(Detection annotation records)
— begin —

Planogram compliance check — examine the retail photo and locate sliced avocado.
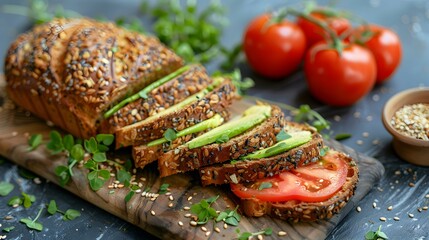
[185,105,271,149]
[103,65,190,118]
[147,114,224,147]
[240,131,311,160]
[117,78,225,129]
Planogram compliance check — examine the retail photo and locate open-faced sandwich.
[5,19,358,222]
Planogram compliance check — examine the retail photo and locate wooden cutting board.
[0,76,384,239]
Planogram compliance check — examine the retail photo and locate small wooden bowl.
[382,87,429,166]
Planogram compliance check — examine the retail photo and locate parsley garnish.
[216,206,241,226]
[258,182,273,191]
[236,228,273,240]
[158,183,170,194]
[27,134,43,152]
[276,129,291,142]
[0,182,15,197]
[48,200,80,221]
[191,195,219,224]
[19,207,43,231]
[365,226,389,240]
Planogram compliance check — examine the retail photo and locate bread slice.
[5,18,184,138]
[158,106,284,177]
[199,122,324,186]
[116,79,236,148]
[100,64,212,133]
[240,150,359,222]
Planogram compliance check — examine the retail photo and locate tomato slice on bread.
[231,152,348,202]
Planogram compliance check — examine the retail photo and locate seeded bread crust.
[199,122,324,186]
[100,65,212,133]
[158,106,284,177]
[116,79,236,148]
[5,19,183,138]
[132,131,206,168]
[240,151,359,222]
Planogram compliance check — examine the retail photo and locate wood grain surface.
[0,75,384,239]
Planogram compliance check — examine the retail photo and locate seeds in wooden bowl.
[390,103,429,141]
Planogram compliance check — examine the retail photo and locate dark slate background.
[0,0,429,239]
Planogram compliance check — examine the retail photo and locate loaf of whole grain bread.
[5,19,183,138]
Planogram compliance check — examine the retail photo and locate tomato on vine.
[350,24,402,83]
[304,42,377,106]
[296,9,352,49]
[243,14,306,78]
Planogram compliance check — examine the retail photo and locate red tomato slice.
[231,153,348,202]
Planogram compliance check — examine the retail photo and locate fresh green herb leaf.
[63,209,80,221]
[191,196,219,224]
[164,128,177,142]
[125,191,135,203]
[18,167,37,179]
[319,146,330,157]
[276,129,291,142]
[46,130,64,154]
[258,182,273,191]
[2,226,15,232]
[365,226,389,240]
[19,207,43,231]
[216,134,229,143]
[236,228,273,240]
[95,134,115,146]
[158,183,170,194]
[54,165,71,187]
[7,196,22,206]
[27,134,43,151]
[334,133,352,141]
[92,152,107,163]
[0,182,15,197]
[48,200,58,215]
[21,192,36,208]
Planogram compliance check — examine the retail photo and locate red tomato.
[243,14,305,78]
[352,25,402,83]
[296,12,352,49]
[304,43,377,106]
[231,153,348,202]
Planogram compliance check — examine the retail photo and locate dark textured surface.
[0,0,429,239]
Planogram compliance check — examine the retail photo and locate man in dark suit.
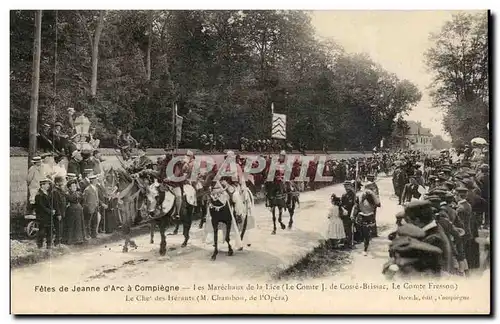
[83,175,107,238]
[340,181,356,249]
[405,200,452,273]
[35,179,55,249]
[52,177,66,246]
[455,187,479,274]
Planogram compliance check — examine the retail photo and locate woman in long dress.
[326,194,345,249]
[63,180,85,245]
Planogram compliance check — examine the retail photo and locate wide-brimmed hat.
[40,179,52,185]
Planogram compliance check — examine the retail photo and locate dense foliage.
[10,11,421,150]
[426,12,489,146]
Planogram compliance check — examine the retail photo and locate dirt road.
[11,178,488,313]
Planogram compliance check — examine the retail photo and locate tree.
[28,10,42,167]
[431,135,451,150]
[11,10,420,150]
[426,13,489,142]
[79,10,106,98]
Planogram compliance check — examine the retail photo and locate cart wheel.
[24,221,38,238]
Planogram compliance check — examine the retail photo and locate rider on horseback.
[220,151,246,216]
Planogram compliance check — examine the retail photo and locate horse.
[104,167,144,252]
[206,181,255,261]
[146,181,196,256]
[266,181,293,235]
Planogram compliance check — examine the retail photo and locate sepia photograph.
[9,8,493,315]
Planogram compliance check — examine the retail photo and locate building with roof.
[403,120,433,152]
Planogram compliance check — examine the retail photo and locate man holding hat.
[35,179,55,249]
[340,180,356,249]
[83,175,107,238]
[41,153,57,180]
[52,122,68,152]
[405,200,452,272]
[52,176,67,246]
[455,186,479,269]
[26,156,45,212]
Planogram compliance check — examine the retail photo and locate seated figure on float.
[219,151,246,220]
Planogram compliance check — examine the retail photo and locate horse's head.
[146,180,160,213]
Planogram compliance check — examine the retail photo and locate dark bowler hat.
[461,179,474,188]
[396,211,405,219]
[66,179,78,188]
[405,200,433,221]
[40,179,52,185]
[479,164,490,171]
[397,224,425,238]
[438,174,448,181]
[390,236,443,257]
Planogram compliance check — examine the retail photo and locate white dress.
[326,206,345,240]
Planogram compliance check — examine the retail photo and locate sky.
[311,10,480,140]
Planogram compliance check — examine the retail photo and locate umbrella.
[470,137,488,145]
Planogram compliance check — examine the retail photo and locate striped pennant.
[271,113,286,139]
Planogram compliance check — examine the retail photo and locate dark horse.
[146,182,195,256]
[104,167,144,252]
[266,181,299,235]
[208,189,234,261]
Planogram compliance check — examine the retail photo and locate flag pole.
[174,104,179,153]
[170,103,176,154]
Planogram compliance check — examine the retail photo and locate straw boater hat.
[40,178,52,185]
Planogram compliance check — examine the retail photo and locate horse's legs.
[271,206,276,235]
[226,220,234,256]
[211,218,219,261]
[172,220,181,235]
[149,222,156,244]
[158,217,167,256]
[288,197,295,229]
[199,201,207,228]
[278,207,286,229]
[181,206,194,247]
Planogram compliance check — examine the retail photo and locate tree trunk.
[90,10,105,98]
[146,10,153,81]
[27,10,42,205]
[28,10,42,165]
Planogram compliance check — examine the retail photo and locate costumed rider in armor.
[158,146,185,219]
[220,151,246,224]
[351,182,380,255]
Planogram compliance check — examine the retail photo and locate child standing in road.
[326,194,346,249]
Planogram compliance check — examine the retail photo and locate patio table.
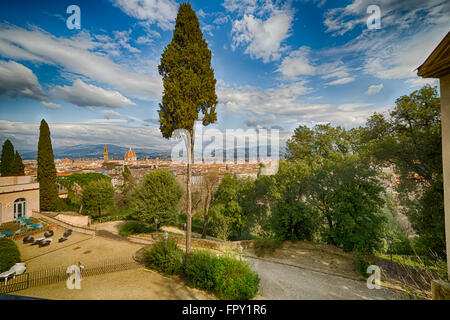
[27,223,42,230]
[0,230,13,237]
[0,269,16,285]
[20,219,33,226]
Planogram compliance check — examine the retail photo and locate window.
[14,198,27,219]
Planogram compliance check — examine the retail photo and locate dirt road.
[246,258,402,300]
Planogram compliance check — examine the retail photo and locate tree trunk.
[186,132,194,261]
[202,214,209,239]
[202,190,211,239]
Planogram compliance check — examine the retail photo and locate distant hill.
[21,144,170,160]
[20,144,286,160]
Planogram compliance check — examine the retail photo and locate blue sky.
[0,0,450,151]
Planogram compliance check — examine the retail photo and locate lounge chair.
[31,237,45,245]
[0,269,16,286]
[13,229,22,238]
[9,262,27,276]
[39,238,53,248]
[44,230,53,238]
[22,236,34,243]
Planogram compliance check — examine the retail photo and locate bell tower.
[103,144,108,162]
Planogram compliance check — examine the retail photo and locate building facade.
[0,176,39,223]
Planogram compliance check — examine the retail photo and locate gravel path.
[246,258,401,300]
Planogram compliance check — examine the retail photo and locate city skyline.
[0,0,450,152]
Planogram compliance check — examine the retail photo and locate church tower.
[103,144,108,162]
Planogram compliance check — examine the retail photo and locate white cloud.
[217,81,385,127]
[230,1,294,63]
[0,25,162,100]
[0,60,49,101]
[41,101,62,109]
[0,120,176,151]
[366,83,383,95]
[405,77,439,87]
[114,0,178,30]
[52,79,134,108]
[324,0,450,35]
[327,77,355,86]
[222,0,258,15]
[277,47,316,78]
[245,114,277,128]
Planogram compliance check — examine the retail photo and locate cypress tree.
[38,119,58,211]
[158,3,217,258]
[12,150,25,176]
[0,139,14,177]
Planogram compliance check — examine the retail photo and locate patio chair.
[39,238,53,248]
[13,229,22,238]
[9,262,27,276]
[44,230,53,238]
[0,269,16,286]
[31,238,45,246]
[22,236,34,243]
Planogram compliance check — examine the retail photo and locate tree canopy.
[130,169,183,224]
[82,179,114,217]
[37,119,59,211]
[0,139,25,177]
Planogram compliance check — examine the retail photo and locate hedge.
[0,238,20,273]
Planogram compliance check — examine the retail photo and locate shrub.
[353,251,372,277]
[0,238,20,273]
[253,239,283,257]
[388,236,414,256]
[145,239,184,274]
[119,221,153,237]
[214,257,259,300]
[184,251,217,290]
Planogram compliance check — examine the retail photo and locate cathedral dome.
[125,148,136,161]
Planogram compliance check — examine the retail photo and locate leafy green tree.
[130,169,183,225]
[270,162,321,241]
[56,172,111,213]
[12,151,25,176]
[158,3,217,258]
[118,166,136,208]
[201,170,219,239]
[288,125,385,252]
[212,173,247,239]
[0,139,15,177]
[37,119,59,211]
[362,85,446,259]
[82,179,114,217]
[57,172,111,189]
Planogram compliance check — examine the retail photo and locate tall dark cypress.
[12,150,25,176]
[0,139,14,177]
[158,3,217,258]
[38,119,58,211]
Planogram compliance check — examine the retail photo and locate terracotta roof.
[417,32,450,78]
[125,148,136,160]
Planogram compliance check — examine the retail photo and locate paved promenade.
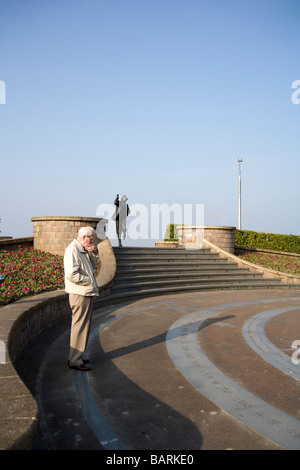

— end —

Rewrite the part of the records that opens with the line containing "in dark suit." and closes with the line containing "[24,221,38,238]", replacing "dirt road" with "gravel road" and keeping everything else unchanged. Leave the pictures out of your answer.

§ Task result:
Planogram compliance check — examine the retail photo and locate man in dark suit.
[83,175,107,238]
[340,181,356,249]
[405,200,452,273]
[35,179,55,249]
[52,177,66,246]
[455,187,479,274]
Planogram compliance check — examine the retail photo and locate woman in long dress.
[326,194,345,249]
[63,180,85,245]
Planogram compliance check — examine the retail photo and locate wide-brimmed hat.
[40,179,52,185]
Planogram compliance check — examine the retail photo and locate dense foliage.
[10,11,421,150]
[426,12,489,146]
Planogram compliance check — examine the retail photo and locate gravel road.
[11,178,488,313]
Planogram compliance check — examine the retail photo and locate tree.
[28,10,42,167]
[431,135,451,150]
[11,10,420,150]
[426,13,489,142]
[79,10,106,98]
Planogram compliance check — examine the retail photo and locate cart wheel.
[24,221,38,238]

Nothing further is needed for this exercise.